Exercise directions :: Copy the material below line for line, without changing anything.

--- begin ---

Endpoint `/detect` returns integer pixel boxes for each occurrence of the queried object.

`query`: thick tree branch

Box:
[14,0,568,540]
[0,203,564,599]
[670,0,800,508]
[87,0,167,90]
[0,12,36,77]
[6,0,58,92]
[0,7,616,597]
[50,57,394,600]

--- end ---

Output of the exercise ::
Endpoint `/detect` returns integer pixel boxes for each occurrence of the queried object.

`query`: thick tree branch

Box:
[14,0,568,540]
[0,203,564,599]
[670,0,800,508]
[87,0,167,90]
[0,12,36,77]
[6,0,58,92]
[0,7,616,597]
[50,57,394,600]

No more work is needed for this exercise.